- **The problem**: Copy out all of the records again, replacing every "scan for" with "locate" and leaving everything else unchanged.
++++++++++++++++++++
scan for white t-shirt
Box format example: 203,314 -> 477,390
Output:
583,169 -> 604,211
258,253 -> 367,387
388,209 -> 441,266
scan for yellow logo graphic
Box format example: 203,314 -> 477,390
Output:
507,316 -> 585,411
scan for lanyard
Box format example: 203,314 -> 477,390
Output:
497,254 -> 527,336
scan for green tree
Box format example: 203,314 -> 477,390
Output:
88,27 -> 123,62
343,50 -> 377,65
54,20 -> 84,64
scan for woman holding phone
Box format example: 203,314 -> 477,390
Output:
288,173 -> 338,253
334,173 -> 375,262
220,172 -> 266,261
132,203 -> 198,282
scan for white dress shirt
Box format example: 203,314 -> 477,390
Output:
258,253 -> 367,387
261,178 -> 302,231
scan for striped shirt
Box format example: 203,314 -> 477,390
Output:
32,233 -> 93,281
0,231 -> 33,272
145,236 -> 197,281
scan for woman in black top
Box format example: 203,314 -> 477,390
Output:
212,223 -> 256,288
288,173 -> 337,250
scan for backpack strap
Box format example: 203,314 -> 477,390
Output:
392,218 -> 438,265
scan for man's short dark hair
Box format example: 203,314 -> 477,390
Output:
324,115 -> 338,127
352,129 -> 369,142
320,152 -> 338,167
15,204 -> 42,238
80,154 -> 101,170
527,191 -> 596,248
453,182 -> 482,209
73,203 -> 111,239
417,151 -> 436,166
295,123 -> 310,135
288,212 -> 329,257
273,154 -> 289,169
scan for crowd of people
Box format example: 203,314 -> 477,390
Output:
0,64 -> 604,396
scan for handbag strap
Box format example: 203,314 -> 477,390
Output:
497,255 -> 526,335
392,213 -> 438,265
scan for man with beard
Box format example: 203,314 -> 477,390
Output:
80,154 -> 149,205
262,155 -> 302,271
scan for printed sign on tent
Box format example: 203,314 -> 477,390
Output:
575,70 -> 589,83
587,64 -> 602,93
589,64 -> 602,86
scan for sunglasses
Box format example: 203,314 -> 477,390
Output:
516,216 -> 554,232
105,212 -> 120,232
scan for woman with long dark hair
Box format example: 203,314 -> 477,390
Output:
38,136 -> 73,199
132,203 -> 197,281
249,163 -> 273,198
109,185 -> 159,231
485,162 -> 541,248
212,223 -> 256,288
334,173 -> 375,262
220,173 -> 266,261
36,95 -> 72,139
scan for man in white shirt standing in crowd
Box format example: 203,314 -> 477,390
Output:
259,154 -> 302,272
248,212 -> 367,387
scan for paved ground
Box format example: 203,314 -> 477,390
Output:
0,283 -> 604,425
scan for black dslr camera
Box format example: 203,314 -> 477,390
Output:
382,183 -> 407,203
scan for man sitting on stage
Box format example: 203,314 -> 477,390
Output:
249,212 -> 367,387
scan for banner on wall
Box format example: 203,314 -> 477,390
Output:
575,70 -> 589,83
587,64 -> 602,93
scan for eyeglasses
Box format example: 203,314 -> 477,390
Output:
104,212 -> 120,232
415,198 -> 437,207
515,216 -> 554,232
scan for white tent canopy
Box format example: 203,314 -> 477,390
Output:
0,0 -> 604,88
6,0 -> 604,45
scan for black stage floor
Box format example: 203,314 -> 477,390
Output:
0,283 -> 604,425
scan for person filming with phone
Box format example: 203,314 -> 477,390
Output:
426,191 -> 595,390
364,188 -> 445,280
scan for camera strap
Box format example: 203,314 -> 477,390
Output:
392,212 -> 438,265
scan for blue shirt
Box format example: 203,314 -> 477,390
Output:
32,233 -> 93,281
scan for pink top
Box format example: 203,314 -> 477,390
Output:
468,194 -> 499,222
++++++++++++++++++++
- **Task output**:
locate white t-shirt
Box format example: 203,314 -> 477,390
Output:
583,169 -> 604,211
258,253 -> 367,387
388,209 -> 441,266
locate yellow logo graphic
Box format example: 203,314 -> 477,390
Output:
507,316 -> 585,411
locate lanyard
Box format example: 203,314 -> 477,390
Output:
497,254 -> 527,336
locate green tree
Box format example: 203,314 -> 477,390
Output:
88,27 -> 123,62
343,50 -> 377,65
54,20 -> 84,64
locate woman holding phone
Box format example: 203,314 -> 477,390
Output:
288,173 -> 338,253
334,173 -> 375,262
220,172 -> 266,261
132,203 -> 198,282
locate white dress shirt
Box format example: 203,314 -> 477,390
Output:
258,253 -> 367,387
261,178 -> 302,231
locate striped shirt
Box format example: 203,314 -> 477,390
Output:
32,233 -> 93,281
0,231 -> 33,272
145,236 -> 197,281
locate woman in black top
Box format example: 203,314 -> 477,390
Output:
212,223 -> 256,288
288,173 -> 337,250
locate backpack strap
Box format example: 203,314 -> 477,390
Output:
392,218 -> 438,265
locate man's short dark hair
Box format example: 203,314 -> 477,390
Output:
324,115 -> 338,127
352,129 -> 369,142
320,152 -> 338,167
15,204 -> 42,238
80,154 -> 101,170
527,191 -> 596,248
453,182 -> 482,209
73,203 -> 111,239
417,151 -> 436,166
295,123 -> 310,135
288,212 -> 329,257
273,154 -> 289,169
locate crowd of people
Box format example: 203,314 -> 477,390
Output:
0,64 -> 604,396
locate handbag strap
Box format example: 203,314 -> 477,390
Output:
497,255 -> 526,335
392,213 -> 438,265
locate man with beard
Box format example: 203,314 -> 477,390
Output:
80,154 -> 149,205
262,155 -> 302,271
locate printed sign on tent
Box format example: 203,314 -> 477,390
Output:
575,70 -> 589,83
587,64 -> 602,93
589,64 -> 602,86
locate sunglasses
Box format example: 203,314 -> 477,390
Output:
516,216 -> 554,232
105,212 -> 120,232
locate woman with long dark hair
Box format example: 203,314 -> 477,390
Output:
38,136 -> 73,199
132,203 -> 197,281
249,163 -> 273,198
109,185 -> 159,231
485,162 -> 541,248
212,223 -> 256,288
334,173 -> 375,262
220,173 -> 266,261
36,95 -> 72,139
locate man in white shirt standing in crowd
Box format example: 203,314 -> 477,390
Output:
259,154 -> 302,272
248,212 -> 367,387
locate paved ground
Box format example: 203,314 -> 477,390
Output:
0,283 -> 604,425
locate black dslr camera
Box format example: 203,314 -> 477,390
Output:
382,183 -> 407,203
locate man sitting on stage
Box format example: 203,314 -> 477,390
Output:
249,212 -> 367,387
locate banner on wall
Box format example: 203,314 -> 477,390
Output:
575,70 -> 589,83
587,64 -> 602,93
locate eyeglasses
Box format example: 203,314 -> 477,390
Output:
104,212 -> 120,232
415,198 -> 437,207
515,216 -> 554,232
locate white tent canopy
Box format example: 203,314 -> 477,390
Output:
0,0 -> 604,88
6,0 -> 604,45
locate black stage floor
Box format example: 203,314 -> 477,390
Output:
0,283 -> 604,425
locate person filming with phone
Box format example: 203,314 -> 477,390
Output:
426,191 -> 595,390
364,188 -> 445,280
locate camera strap
Box format example: 203,314 -> 477,390
Output:
392,212 -> 438,265
locate blue shirt
Box format example: 203,314 -> 477,390
Output:
32,233 -> 93,281
locate pink top
Box format example: 203,314 -> 477,390
Output:
468,194 -> 499,222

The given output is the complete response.